Carry on the forum thread about scrimshaw on pool cues from the point where it stops, writing the next part of that discussion.
--- Start Extract provided ---
Basics of schrimsaw

iusedtoberich

AzB Silver Member
Silver Member
How is schrimsaw done? I have seen the pictures of Bandido's cues, but I have never seen a schirmsawed cue in person. Is it a carving? Does it have depth (physical, not visual)? If so, are the voids filled with epoxy or something else to make the whole surface of the cue level? How are the colors added? What limits to complexity are there?

I'm just after a simple description, but feel free to go into more detail if you like.
 
True scrimshaw is just scratching. Some of Bandido's work would be more in the carving category. You can fill it in with epoxy, but on elephant tusk scrimshaw for example, they usually just rub india ink into the scratches and wipe off the excess. The sky is the limit on colors.
Chris
www.internationalcuemakers.com
www.cuesmith.com
 
There are two methods of doing scrim, the first is the line method where the illustration is made up of longitudinal or diagonal scratches or micro grooves. It can be uni or bi-directional. The intensity of a design element is controlled by the length of the lines and of how close they are to each other. This metod was used in the PFD "Hustler" cue.

The other method is the "stipple" method and it is what I use. It is more of a series of dots or short gouges. If you magnify a magazine photo it will reveal the dots that make up the photo. Size and density of the dots are controlled in this style. This method yields more life-like illustrations.

The tough part about scrim, if you're an accomplished artist, is the absence of the ability to make erasures. Once you commit an element, there's no going back.
 
Color schrimsaw is complicated as aside from keeping the colors from "bleeding over", intensity of a color or the section does not solely depend on size and density of the lines or dots but also on how the color is blended and faded, unless you want your art to look like it's coming out of a comic book. Depending on the direction/source of illumination, the reds can vary from dark maroon to pink to eventually fade to white at the most illuminated part. Can you just imagine now how difficult it is to do this blend and fade and keep it from being bled over by the adjacent color.

The next higher level of this artform is carve and schrim where the topography of the composition is tackled initially.
During the carving process is when you have to decide on the depth of the cuts to portray the desired 3d effect. The schrim is added to enhance the detail and not necessarily be the major controlling element of the composition. Final outcome is normally a 65/35. Meaning, the carving defines 65% of the composition while the schrim's is 35%.

I really don't know how other artists do it because my schrim, carve and most specially the carve/schrim combination is home-grown or self developed.
 
Thanks Chris and Edwin. What are the tools you typically use Edwin? Are they picks and similar hand tools or rotary style motorized tools (dremels)? Would it be possible to use a very acute V cutter or engraver and then use a cnc to make the indentations? How long does it take to complete a typical inlay? Can the background material be wood, or does it have to be something much less pourous like ivory?
--- End Extract provided ---
--- Start Material ---
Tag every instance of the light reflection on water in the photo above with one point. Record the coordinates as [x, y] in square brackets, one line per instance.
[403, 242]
--- End Material ---
» Task result:
Thanks, Nick
 
I know you placed the above questions to Edwin and I will let him handle your questions about tools and such. But I can answer the CNC questions as to what I have seen done. A friend of mine made a spring loaded hardened sharp point tool to mount in place of his motorized tool on his CNC. That way instead of cutting with a routing bit, he just allows it to scratch his scrimshaw into the ivory. The Z axis just stays in place putting just a little pressure on the spring loaded scribing bit, and he switched the Y axis to the rotary table to rotate the cue for the lines to go around the cue. This allows him to draw dragons and snakes and vines and what ever wrapping around the cue in very fine scratched in scrimshaw. It also allows him to sign his name as fine as I have ever seen it done. As far as doing it manually Edwin is definitely the man to ask those questions to.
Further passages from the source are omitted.